**EXERCISE**
Pull out every line of the records below that contains the string "bird", matching case exactly, and list those lines in order.

(begin)

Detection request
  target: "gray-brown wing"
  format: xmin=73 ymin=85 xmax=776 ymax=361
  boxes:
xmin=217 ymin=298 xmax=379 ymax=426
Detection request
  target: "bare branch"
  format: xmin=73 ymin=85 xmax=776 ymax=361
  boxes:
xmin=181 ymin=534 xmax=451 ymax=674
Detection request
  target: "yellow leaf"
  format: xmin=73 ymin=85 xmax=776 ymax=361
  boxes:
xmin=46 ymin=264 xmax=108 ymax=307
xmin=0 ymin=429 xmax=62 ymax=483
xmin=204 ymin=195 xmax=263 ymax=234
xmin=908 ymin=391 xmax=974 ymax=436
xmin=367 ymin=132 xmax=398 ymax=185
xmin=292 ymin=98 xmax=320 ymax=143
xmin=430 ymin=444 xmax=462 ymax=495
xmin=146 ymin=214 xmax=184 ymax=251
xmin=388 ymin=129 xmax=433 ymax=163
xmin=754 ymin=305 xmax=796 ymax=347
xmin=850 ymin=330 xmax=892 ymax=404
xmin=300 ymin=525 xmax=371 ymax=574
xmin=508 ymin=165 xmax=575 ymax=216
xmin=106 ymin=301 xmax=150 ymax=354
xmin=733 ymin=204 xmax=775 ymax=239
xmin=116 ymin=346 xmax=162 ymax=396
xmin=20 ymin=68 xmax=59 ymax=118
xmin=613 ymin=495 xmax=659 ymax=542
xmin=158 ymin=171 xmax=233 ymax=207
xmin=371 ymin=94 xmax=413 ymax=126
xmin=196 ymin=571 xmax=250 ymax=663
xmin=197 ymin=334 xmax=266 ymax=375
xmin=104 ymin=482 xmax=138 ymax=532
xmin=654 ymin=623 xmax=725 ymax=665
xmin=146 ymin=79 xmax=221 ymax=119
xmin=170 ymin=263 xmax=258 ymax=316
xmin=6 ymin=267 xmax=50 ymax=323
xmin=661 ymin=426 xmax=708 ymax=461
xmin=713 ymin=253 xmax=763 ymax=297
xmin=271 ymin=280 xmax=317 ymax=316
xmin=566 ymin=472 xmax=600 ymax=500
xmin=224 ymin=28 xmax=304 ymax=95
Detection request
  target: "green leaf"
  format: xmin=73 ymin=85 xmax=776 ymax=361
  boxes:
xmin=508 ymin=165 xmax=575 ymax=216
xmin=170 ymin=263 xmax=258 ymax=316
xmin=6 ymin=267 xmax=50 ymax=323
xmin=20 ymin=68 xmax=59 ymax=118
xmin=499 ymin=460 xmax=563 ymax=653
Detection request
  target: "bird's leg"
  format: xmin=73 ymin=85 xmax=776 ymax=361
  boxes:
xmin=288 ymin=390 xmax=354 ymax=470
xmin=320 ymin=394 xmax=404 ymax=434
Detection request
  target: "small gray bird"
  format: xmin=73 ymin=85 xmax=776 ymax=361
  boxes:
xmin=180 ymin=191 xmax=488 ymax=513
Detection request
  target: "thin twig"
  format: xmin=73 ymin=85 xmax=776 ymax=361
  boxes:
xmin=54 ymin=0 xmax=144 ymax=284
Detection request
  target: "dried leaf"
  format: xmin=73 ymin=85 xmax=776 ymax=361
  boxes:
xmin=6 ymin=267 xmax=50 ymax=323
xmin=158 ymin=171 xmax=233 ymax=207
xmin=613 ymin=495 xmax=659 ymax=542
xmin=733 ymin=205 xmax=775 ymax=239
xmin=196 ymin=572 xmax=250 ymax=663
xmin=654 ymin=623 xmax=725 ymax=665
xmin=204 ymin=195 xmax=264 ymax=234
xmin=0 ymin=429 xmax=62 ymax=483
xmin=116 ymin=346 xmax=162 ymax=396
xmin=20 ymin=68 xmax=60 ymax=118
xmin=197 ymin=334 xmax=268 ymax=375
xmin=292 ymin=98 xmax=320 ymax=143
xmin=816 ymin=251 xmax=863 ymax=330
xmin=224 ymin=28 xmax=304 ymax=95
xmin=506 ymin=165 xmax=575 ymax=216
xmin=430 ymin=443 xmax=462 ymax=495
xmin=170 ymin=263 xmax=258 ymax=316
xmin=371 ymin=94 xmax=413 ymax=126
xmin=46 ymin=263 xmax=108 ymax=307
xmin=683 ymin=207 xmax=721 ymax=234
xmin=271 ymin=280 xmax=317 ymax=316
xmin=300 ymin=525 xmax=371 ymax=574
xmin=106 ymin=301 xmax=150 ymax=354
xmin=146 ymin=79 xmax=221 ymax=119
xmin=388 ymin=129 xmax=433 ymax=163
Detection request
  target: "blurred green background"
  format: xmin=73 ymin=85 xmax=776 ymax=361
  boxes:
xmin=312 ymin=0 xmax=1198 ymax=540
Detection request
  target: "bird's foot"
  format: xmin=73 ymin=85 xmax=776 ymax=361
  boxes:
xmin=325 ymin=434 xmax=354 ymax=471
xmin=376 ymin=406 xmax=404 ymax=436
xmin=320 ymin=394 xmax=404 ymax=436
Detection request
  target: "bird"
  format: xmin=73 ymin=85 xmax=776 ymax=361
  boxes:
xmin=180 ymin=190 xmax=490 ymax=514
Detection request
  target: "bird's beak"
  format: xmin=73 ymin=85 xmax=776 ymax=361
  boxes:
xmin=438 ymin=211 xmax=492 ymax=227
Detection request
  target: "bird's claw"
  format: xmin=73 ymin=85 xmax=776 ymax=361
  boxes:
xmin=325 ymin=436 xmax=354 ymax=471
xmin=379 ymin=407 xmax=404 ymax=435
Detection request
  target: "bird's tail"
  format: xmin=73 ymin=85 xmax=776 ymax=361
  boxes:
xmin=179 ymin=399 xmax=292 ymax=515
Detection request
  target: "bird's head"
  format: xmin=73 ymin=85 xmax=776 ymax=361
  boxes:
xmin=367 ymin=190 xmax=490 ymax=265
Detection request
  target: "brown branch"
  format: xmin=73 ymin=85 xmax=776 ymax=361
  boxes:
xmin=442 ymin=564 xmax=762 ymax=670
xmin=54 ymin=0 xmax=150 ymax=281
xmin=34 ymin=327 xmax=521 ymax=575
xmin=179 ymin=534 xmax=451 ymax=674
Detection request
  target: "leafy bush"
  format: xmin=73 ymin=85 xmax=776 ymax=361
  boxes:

(end)

**EXERCISE ANSWER**
  target: "bird's leg"
  target: "small gray bird"
  target: "bird's foot"
  target: "bird"
  target: "bird's beak"
  target: "bird's claw"
  target: "bird's tail"
  target: "bird's head"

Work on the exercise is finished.